### Record set ###

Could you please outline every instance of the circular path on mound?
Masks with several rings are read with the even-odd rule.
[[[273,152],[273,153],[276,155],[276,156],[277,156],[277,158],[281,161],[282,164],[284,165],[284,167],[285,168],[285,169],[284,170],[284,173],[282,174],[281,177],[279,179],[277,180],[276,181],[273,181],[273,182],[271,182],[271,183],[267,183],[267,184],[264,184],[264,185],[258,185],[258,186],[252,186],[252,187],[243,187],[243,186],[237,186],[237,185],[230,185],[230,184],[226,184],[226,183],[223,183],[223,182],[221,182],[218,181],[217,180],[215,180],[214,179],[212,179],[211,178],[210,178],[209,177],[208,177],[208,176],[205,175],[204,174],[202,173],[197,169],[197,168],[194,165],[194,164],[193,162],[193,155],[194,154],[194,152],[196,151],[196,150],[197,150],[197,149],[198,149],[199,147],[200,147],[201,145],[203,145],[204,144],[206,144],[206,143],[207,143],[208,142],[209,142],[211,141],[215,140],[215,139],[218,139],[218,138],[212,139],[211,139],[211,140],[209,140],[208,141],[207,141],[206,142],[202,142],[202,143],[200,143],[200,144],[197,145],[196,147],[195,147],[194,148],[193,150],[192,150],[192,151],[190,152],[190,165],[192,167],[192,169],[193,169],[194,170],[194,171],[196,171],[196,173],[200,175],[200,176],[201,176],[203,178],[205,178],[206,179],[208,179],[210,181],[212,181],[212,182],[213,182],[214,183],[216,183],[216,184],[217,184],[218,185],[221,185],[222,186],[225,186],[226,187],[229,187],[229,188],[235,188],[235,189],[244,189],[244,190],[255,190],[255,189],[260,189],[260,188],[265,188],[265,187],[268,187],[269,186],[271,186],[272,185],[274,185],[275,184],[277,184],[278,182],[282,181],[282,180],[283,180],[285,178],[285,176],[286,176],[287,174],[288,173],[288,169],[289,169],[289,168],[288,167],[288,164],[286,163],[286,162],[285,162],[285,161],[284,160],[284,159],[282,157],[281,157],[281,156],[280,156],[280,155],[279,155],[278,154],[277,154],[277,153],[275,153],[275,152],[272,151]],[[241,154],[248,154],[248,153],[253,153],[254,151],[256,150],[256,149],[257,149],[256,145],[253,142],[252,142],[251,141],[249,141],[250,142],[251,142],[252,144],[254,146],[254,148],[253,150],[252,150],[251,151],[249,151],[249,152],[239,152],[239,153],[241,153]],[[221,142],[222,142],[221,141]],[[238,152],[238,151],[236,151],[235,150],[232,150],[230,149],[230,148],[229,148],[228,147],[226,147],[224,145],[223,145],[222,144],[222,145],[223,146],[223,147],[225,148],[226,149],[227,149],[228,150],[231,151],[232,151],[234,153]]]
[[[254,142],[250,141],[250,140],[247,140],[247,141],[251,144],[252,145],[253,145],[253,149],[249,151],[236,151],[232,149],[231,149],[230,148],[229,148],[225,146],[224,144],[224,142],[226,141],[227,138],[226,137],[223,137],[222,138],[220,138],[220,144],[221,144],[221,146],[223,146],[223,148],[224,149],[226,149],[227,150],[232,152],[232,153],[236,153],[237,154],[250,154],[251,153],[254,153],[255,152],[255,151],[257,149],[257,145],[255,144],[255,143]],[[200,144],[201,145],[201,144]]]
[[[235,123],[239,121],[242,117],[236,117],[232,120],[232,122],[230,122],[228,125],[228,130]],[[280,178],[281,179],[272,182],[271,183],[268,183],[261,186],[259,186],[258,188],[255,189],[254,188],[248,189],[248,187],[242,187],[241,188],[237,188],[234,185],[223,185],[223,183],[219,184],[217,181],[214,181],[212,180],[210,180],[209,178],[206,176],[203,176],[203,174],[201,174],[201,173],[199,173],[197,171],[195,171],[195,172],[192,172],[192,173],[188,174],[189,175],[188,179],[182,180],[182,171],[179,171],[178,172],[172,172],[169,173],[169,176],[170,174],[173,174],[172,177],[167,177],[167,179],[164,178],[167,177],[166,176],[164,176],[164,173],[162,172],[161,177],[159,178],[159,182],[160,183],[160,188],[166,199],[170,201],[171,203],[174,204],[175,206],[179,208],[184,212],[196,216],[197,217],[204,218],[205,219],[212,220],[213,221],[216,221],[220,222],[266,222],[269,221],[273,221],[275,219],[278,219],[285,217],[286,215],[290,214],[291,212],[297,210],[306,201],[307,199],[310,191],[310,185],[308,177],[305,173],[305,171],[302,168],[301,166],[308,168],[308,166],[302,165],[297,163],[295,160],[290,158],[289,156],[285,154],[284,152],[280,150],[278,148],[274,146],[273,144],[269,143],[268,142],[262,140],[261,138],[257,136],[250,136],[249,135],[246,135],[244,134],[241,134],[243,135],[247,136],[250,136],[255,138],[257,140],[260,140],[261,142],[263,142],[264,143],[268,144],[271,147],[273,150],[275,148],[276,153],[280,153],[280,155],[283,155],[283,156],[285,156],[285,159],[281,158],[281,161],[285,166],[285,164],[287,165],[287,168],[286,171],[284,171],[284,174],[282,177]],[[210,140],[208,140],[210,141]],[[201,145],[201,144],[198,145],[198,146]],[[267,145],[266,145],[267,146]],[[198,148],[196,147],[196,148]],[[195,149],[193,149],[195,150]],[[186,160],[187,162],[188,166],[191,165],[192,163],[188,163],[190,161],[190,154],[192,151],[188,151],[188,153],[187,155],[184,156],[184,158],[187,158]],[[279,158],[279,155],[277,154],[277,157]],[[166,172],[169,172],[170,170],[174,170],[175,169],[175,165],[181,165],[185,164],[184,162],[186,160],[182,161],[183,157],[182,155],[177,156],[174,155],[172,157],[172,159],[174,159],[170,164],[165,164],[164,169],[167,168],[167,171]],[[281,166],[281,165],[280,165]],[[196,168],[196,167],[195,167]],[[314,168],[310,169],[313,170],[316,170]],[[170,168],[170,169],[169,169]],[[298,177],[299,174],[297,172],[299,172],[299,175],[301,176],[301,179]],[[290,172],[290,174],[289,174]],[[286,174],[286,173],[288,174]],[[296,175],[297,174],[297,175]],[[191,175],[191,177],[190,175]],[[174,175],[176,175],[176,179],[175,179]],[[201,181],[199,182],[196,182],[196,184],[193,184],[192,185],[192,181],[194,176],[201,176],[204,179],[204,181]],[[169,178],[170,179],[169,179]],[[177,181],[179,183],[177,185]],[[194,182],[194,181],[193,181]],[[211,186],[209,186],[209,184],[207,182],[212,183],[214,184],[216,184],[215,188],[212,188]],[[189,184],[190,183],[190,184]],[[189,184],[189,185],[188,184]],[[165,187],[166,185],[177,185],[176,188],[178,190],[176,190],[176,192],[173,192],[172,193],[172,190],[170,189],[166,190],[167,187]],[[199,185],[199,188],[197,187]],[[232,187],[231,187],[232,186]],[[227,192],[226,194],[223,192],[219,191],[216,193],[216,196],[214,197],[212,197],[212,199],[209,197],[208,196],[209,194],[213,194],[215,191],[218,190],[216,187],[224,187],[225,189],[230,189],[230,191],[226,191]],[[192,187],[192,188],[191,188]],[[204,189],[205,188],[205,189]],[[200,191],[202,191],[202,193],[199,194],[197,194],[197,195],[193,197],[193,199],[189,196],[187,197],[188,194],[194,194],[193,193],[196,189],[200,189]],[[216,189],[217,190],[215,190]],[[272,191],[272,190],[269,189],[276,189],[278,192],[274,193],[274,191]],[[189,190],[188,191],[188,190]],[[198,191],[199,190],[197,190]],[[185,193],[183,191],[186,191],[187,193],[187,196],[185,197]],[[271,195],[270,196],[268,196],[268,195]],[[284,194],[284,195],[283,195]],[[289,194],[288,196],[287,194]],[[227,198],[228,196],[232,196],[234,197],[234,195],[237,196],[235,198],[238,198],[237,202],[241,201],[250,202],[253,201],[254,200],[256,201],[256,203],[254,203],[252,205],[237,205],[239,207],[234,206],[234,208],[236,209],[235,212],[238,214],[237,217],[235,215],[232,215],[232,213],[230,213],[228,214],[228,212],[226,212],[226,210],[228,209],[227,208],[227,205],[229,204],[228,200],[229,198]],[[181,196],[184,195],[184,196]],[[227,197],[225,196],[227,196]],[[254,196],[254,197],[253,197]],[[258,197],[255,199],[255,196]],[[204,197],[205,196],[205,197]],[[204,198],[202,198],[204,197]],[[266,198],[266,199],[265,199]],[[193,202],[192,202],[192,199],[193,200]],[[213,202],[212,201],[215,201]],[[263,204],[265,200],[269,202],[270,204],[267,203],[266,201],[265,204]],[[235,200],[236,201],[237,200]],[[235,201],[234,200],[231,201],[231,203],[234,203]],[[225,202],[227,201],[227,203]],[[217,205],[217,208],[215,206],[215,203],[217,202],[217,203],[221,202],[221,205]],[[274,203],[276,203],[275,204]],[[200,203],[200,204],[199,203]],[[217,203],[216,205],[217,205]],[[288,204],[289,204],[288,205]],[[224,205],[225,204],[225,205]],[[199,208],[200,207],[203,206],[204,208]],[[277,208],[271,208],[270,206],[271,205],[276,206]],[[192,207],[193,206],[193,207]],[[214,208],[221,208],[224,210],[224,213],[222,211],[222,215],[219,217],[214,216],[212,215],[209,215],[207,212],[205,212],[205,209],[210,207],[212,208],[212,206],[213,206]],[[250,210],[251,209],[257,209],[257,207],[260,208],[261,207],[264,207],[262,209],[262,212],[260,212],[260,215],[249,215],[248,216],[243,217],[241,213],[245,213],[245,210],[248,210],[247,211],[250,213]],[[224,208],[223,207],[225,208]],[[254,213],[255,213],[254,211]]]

###

Exercise requirements -
State how many lines of the records above contain the string "path", treating case as significant. Give only the number.

Response -
1